- [WHAT IS REQUIRED]
Return every record exactly as written.

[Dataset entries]

⟨

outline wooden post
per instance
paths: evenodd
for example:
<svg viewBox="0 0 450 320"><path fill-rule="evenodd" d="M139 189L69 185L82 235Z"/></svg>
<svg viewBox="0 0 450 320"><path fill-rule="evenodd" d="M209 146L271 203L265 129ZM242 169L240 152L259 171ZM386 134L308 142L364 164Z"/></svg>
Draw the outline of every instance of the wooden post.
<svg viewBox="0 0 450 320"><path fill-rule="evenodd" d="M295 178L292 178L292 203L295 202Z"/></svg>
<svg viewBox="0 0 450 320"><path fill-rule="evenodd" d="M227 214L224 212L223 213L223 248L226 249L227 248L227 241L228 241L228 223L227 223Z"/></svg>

⟩

- [ANSWER TO THE EXERCISE]
outline wooden post
per instance
paths: evenodd
for example:
<svg viewBox="0 0 450 320"><path fill-rule="evenodd" d="M139 189L69 185L82 235Z"/></svg>
<svg viewBox="0 0 450 320"><path fill-rule="evenodd" d="M209 146L271 203L265 129ZM242 169L240 152L259 171ZM386 134L308 142L364 164Z"/></svg>
Draw the outline of every instance of the wooden post.
<svg viewBox="0 0 450 320"><path fill-rule="evenodd" d="M295 178L292 178L292 203L295 202Z"/></svg>
<svg viewBox="0 0 450 320"><path fill-rule="evenodd" d="M227 214L224 212L223 213L223 248L226 249L227 248L227 241L228 241L228 223L227 223Z"/></svg>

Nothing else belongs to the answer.